**Request:** Rewrite the items from the line containing "Where can the signpost" through the end of the items, keeping the requests intact and shifting every answer coordinate up by 27.

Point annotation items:
**********

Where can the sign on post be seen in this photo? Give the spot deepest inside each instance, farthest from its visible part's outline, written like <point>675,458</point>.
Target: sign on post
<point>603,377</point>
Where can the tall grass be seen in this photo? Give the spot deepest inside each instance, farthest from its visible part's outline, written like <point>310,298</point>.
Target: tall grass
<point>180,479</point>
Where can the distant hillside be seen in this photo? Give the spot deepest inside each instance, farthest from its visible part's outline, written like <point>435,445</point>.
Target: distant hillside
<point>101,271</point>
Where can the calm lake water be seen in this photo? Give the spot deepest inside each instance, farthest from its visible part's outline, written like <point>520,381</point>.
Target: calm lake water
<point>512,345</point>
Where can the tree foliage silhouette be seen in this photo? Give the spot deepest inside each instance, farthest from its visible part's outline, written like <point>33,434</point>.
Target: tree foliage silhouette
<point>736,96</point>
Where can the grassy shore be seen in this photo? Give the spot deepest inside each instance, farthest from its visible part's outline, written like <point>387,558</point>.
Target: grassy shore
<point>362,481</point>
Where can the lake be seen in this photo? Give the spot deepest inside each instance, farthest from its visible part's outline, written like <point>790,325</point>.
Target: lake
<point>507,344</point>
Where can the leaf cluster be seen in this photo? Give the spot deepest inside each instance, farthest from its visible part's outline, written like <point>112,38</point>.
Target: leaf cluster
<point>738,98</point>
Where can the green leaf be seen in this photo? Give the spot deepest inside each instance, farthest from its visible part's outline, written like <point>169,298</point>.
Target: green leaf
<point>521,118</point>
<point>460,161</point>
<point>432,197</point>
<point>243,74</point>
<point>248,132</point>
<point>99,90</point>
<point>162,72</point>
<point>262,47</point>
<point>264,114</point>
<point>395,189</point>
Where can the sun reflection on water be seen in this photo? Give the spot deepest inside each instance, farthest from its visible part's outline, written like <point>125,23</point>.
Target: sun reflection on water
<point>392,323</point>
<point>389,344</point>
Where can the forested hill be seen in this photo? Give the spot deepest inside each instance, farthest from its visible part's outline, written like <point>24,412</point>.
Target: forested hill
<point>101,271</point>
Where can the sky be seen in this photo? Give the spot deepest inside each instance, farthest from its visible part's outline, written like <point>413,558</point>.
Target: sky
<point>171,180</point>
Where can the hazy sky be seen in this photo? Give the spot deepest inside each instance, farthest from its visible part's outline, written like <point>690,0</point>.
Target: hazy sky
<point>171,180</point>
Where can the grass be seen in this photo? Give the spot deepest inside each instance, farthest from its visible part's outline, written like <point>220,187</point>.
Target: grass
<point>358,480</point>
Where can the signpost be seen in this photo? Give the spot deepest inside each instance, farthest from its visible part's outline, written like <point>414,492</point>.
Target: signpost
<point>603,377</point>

**********

**Full response:**
Where can the signpost be seen in this photo? Give the spot deepest inside each instance, farthest from its visible part's outline, written like <point>414,492</point>.
Target: signpost
<point>630,404</point>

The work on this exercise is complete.